*KUTIPAN PILIHAN*.
+++
Pelajaran
dari Krisis Euro
Sjamsul Arifin, STAF AHLI BANK INDONESIA
Sumber
: KOMPAS, 26
Januari 2012
Peluncuran euro sebagai mata uang resmi zona
Eropa, 1 Januari 1999, merupakan peristiwa fenomenal yang belum pernah terjadi
sebelumnya di dunia.
Maka, seluruh dunia memusatkan perhatian pada
mata uang yang digunakan 14 negara dan dianggap sebagai model mata uang tunggal
bagi kawasan ekonomi lain, termasuk ASEAN atau Asia Timur, itu. Berbagai
kalangan melakukan studi untuk mengkaji kelayakan penerapannya di kawasan ini.
Keinginan melakukan studi juga didorong adanya pengalaman krisis Asia 1997/1998
yang mengakibatkan terpuruknya mata uang beberapa negara Asia.
+++
*TUJUAN LATIHAN*. Tulis kembali bagian teks tentang krisis euro yang dimulai dari "Maka, seluruh dunia" dan berakhir pada "beberapa negara Asia.", dengan mengganti "studi" menjadi "kajian".

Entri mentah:
+++
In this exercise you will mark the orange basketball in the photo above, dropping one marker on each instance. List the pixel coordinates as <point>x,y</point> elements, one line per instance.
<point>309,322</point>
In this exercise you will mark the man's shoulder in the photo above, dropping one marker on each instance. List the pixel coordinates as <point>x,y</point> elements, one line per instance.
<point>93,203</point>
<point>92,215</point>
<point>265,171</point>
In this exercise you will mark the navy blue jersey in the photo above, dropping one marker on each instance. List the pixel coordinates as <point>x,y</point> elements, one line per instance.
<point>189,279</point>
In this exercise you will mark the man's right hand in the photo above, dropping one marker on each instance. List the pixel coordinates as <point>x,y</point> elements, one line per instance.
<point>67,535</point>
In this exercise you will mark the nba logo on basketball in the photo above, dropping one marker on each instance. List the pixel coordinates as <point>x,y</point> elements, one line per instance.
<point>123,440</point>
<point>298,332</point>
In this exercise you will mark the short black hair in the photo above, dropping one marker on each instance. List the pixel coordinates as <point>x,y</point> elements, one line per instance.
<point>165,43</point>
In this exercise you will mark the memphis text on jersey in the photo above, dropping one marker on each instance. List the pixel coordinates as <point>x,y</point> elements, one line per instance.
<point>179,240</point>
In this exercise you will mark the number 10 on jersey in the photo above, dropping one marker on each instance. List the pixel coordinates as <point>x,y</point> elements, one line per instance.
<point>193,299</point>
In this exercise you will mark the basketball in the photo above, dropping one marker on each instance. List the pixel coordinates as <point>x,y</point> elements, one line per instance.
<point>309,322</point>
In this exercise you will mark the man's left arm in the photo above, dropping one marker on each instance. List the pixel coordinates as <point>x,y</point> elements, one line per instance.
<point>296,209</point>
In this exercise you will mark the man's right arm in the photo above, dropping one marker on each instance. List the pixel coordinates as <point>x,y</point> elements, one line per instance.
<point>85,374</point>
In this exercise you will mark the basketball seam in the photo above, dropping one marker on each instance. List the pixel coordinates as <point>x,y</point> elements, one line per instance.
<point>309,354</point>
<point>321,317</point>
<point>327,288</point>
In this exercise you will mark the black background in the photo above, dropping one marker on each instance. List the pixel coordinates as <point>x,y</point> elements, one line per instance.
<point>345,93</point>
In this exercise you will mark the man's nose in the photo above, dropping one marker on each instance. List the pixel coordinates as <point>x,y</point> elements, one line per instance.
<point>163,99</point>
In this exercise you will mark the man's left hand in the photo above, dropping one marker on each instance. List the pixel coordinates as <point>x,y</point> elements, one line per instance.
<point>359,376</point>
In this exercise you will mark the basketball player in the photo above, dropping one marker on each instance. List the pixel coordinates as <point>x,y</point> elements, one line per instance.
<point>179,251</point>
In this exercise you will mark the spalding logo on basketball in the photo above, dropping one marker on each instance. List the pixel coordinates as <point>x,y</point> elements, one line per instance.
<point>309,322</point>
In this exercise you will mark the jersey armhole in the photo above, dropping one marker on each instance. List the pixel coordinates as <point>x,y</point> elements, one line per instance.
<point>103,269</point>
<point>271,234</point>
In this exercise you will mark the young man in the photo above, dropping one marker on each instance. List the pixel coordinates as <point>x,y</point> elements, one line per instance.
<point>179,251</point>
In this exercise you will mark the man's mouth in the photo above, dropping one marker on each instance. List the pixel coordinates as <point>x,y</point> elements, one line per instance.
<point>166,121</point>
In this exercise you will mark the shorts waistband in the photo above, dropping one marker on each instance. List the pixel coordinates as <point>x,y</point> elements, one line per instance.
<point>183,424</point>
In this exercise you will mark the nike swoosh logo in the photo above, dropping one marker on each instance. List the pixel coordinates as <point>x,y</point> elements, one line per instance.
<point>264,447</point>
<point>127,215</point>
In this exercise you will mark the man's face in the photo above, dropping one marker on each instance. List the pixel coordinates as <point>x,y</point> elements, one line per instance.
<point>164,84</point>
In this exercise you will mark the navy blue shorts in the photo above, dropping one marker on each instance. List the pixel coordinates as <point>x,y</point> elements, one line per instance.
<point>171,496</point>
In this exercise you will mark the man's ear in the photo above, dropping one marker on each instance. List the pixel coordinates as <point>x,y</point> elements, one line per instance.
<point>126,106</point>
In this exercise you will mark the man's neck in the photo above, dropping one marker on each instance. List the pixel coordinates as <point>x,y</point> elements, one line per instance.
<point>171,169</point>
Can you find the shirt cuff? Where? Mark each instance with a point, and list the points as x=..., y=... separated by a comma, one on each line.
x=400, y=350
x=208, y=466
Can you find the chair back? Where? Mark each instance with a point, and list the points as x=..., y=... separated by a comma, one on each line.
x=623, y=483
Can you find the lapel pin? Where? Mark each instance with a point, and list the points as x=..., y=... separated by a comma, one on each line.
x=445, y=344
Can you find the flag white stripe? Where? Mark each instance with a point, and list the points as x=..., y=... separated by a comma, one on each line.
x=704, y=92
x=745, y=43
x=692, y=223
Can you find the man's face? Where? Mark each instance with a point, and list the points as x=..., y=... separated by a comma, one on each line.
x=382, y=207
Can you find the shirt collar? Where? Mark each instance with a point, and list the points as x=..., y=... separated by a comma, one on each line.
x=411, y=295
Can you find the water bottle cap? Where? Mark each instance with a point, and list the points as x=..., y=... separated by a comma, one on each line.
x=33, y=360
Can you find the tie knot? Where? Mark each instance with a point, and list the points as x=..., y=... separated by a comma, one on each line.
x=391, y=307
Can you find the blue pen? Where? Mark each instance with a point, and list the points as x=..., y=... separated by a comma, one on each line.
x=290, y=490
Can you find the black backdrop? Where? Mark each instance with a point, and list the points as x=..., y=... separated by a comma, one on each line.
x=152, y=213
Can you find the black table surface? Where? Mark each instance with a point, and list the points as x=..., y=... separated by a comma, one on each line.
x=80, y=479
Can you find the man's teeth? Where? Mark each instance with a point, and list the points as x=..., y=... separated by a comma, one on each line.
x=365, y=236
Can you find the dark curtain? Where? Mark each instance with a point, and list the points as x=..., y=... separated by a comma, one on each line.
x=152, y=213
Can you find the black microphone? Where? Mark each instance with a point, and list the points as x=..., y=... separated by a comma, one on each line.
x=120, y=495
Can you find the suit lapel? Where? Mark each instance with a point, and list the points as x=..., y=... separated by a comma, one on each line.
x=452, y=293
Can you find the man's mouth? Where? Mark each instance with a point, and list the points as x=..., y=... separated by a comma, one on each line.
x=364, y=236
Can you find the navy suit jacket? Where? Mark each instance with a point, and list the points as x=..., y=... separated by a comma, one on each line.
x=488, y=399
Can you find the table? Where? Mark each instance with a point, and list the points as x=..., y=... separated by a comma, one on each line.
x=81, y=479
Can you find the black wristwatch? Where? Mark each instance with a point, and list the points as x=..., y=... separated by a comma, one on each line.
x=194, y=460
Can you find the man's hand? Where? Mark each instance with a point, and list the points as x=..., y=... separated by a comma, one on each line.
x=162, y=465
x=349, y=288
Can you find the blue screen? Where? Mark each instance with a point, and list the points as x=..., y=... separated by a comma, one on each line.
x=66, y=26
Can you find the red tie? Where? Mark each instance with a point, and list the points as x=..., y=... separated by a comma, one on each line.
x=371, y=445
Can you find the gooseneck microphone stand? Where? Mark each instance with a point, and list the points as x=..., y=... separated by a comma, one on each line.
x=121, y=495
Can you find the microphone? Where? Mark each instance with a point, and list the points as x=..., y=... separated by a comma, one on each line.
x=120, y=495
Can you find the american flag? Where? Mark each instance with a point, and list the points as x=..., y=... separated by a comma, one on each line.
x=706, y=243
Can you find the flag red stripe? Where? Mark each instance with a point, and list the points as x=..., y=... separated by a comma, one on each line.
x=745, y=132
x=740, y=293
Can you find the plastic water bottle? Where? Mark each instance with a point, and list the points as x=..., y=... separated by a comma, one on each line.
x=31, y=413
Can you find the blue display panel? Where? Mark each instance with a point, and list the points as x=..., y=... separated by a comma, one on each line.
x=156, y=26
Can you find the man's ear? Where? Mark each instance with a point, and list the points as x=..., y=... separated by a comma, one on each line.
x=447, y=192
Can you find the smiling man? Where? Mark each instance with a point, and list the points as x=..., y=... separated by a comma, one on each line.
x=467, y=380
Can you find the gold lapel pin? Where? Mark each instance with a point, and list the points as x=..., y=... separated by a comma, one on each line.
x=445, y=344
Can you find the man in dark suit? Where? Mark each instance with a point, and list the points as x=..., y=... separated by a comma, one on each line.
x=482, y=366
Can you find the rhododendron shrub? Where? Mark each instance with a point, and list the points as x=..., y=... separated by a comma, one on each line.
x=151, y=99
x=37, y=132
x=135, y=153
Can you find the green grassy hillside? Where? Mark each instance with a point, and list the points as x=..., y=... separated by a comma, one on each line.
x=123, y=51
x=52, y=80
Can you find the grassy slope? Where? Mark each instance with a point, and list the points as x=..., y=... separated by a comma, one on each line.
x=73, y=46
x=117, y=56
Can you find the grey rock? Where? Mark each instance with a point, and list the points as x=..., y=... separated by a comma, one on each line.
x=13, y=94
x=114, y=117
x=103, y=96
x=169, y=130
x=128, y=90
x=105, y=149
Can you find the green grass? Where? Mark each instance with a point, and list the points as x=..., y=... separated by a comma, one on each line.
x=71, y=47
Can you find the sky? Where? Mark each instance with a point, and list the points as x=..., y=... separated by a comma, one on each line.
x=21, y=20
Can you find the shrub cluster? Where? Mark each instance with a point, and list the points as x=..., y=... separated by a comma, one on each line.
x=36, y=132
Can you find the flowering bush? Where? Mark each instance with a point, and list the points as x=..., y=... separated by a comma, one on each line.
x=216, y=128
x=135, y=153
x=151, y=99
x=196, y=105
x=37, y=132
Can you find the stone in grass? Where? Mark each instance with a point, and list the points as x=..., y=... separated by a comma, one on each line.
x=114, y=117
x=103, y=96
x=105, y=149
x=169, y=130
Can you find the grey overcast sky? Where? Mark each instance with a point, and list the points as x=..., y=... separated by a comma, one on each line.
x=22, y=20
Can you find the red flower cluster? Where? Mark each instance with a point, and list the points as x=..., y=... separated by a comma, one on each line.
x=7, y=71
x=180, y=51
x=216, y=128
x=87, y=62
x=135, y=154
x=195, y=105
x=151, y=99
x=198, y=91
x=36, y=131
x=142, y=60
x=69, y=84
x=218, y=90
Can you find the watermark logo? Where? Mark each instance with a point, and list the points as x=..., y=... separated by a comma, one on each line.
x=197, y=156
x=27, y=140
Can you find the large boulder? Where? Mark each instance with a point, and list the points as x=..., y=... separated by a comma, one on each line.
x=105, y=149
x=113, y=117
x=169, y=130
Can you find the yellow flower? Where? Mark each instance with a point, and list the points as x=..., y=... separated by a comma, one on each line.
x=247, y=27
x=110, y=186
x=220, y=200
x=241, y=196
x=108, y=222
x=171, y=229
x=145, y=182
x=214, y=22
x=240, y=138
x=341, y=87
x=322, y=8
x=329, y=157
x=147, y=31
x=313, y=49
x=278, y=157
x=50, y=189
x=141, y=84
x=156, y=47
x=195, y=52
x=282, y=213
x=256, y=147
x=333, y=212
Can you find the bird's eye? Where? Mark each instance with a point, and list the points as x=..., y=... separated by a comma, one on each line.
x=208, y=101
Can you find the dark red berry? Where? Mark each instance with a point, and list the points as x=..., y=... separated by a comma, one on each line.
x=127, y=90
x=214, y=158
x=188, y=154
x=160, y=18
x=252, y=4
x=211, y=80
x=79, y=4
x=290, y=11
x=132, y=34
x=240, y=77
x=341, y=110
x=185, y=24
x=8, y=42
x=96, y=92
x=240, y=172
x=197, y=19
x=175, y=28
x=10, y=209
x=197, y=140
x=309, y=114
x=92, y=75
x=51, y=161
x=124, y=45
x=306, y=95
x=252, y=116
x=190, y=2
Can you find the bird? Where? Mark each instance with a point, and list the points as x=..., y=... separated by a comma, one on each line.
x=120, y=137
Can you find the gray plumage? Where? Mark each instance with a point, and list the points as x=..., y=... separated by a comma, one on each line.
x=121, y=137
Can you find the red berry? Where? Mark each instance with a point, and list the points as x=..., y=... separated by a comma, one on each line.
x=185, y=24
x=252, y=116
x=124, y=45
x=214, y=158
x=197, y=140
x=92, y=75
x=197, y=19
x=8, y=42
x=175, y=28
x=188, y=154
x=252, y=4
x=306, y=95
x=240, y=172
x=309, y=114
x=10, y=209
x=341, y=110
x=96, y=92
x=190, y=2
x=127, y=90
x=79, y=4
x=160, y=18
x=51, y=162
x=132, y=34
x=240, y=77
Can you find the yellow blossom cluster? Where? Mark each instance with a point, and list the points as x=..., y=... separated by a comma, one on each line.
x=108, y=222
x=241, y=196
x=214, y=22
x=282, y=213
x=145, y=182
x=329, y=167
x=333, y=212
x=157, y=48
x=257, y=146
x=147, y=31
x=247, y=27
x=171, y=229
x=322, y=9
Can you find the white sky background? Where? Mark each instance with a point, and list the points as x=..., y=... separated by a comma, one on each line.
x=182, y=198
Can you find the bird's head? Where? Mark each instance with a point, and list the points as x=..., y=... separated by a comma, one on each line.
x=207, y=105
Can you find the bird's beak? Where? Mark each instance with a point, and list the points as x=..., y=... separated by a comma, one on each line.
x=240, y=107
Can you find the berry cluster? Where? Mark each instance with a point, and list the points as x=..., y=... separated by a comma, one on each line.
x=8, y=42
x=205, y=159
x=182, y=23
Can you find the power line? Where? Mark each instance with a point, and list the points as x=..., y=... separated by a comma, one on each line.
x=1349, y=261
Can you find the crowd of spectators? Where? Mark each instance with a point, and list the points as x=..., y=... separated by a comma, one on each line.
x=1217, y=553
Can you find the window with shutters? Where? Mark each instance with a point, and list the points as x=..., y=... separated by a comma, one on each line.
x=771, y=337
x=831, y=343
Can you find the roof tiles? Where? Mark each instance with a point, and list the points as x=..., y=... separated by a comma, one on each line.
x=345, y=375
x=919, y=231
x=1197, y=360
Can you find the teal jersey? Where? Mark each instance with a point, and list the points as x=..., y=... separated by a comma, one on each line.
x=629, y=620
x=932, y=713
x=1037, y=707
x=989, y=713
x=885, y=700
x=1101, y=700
+++
*JAWABAN LENGKAP*.
Maka, seluruh dunia memusatkan perhatian pada
mata uang yang digunakan 14 negara dan dianggap sebagai model mata uang tunggal
bagi kawasan ekonomi lain, termasuk ASEAN atau Asia Timur, itu. Berbagai
kalangan melakukan kajian untuk mengkaji kelayakan penerapannya di kawasan ini.
Keinginan melakukan kajian juga didorong adanya pengalaman krisis Asia 1997/1998
yang mengakibatkan terpuruknya mata uang beberapa negara Asia.